Problem details: What is needed is an exact copy of the entries below, from the line that contains "Annotation guideline: for each instance of the reflective" through the final line, both included, and nothing else.

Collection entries

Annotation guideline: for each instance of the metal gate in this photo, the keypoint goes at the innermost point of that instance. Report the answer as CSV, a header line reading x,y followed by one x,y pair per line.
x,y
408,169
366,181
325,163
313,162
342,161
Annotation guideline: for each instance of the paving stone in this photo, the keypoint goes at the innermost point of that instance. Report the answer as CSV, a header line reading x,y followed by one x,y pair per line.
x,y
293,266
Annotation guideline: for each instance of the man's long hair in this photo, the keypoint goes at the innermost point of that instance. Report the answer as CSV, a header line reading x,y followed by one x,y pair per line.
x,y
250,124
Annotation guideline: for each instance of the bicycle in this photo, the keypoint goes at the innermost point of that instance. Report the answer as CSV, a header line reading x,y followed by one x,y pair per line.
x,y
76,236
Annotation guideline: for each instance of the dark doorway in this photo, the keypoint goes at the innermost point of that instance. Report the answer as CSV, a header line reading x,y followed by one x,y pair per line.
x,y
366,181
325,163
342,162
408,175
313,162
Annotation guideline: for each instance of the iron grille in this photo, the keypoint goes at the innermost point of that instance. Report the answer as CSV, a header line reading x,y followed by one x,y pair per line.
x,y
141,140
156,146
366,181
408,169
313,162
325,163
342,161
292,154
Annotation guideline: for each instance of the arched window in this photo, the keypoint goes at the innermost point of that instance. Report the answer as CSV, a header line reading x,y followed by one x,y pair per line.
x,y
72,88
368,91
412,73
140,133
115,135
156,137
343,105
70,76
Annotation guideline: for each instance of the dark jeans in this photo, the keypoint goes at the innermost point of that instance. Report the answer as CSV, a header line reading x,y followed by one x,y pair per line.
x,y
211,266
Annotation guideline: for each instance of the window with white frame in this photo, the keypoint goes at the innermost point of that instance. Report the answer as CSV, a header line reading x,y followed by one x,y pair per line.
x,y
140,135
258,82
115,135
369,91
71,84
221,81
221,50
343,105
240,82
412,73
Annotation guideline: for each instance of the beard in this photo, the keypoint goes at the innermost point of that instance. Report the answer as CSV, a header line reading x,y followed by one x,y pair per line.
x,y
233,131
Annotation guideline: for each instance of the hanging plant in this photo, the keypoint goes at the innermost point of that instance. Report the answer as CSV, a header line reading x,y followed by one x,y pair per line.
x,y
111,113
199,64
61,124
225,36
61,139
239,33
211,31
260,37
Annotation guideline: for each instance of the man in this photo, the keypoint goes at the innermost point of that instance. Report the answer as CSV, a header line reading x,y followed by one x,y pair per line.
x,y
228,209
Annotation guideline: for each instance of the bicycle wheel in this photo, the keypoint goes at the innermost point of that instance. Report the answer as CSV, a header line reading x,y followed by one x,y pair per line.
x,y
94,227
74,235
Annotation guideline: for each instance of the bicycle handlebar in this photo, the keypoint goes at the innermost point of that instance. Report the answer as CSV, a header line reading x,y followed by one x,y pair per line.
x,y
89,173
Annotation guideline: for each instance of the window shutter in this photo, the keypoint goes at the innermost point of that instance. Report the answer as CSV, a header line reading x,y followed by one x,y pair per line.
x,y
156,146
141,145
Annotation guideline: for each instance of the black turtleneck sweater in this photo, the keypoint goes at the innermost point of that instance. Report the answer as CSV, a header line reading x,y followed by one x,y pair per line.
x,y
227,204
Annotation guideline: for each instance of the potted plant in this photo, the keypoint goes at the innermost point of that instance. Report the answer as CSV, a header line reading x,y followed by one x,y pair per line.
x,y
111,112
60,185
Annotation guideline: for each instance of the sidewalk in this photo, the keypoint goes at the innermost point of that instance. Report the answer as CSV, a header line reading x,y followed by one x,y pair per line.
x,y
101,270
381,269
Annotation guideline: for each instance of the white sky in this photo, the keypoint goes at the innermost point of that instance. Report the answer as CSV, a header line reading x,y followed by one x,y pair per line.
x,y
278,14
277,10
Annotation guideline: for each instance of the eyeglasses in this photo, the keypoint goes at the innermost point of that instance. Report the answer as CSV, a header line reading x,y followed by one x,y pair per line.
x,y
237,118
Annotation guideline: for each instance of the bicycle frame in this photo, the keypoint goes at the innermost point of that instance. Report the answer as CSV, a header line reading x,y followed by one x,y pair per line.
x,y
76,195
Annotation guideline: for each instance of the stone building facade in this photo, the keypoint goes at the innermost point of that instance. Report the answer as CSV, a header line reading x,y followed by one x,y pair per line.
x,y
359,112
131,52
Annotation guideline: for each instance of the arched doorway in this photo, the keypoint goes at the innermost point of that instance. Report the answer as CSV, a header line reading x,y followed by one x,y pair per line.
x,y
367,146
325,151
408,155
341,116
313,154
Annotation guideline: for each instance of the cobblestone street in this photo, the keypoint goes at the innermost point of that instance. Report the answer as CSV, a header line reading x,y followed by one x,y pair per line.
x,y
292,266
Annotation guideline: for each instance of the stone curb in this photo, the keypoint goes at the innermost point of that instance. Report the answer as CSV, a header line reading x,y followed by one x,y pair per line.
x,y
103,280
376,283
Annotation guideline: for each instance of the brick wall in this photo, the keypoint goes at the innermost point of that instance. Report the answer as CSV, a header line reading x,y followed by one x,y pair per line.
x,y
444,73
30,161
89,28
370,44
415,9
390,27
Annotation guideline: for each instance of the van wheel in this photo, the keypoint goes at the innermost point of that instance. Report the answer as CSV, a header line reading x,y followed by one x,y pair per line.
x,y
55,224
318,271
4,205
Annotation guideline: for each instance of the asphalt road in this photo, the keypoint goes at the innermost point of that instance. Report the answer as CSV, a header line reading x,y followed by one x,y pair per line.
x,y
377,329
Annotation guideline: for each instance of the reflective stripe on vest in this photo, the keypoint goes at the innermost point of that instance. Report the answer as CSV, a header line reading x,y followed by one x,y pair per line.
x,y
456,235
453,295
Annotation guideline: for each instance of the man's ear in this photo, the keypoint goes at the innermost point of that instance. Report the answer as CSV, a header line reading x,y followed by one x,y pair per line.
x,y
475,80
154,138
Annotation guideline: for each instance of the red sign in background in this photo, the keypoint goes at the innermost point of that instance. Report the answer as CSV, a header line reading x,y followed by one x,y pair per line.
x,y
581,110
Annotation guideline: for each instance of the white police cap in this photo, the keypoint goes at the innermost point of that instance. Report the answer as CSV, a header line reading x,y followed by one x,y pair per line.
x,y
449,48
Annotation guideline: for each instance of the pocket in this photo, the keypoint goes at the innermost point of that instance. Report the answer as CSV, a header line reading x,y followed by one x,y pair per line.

Answer to the problem:
Annotation guideline: for each instance of the reflective stripe on vest in this photo, the keypoint goes at the innermost point of that instance. Report the answer as CSV, a header line reading x,y followed by one x,y pair per line.
x,y
456,235
453,295
Annotation guideline: for each instance of the man's ear in this photo, the keypoint goes at the innermost point of that instance. Report the answer as CSV, a header line reading x,y followed by one x,y pair per line.
x,y
475,80
154,138
Annotation guideline: for each instance of the red sign in background in this photo, the keypoint goes at the innermost point of that instance. Report the answer as CSV, a header line reading x,y followed by one x,y pair per line.
x,y
581,110
Annotation guideline: for each instance of the white police cap in this photo, the keypoint goes at the innermost point of that instance. Report the answer as CSV, a header line reading x,y followed by one x,y pair per line.
x,y
449,48
Annotation guideline: for each instance of the pocket in this photo, the keypoint goes at the innermost point of that instance. Report the answer as CSV, a header line reading x,y followed by one x,y pair per line.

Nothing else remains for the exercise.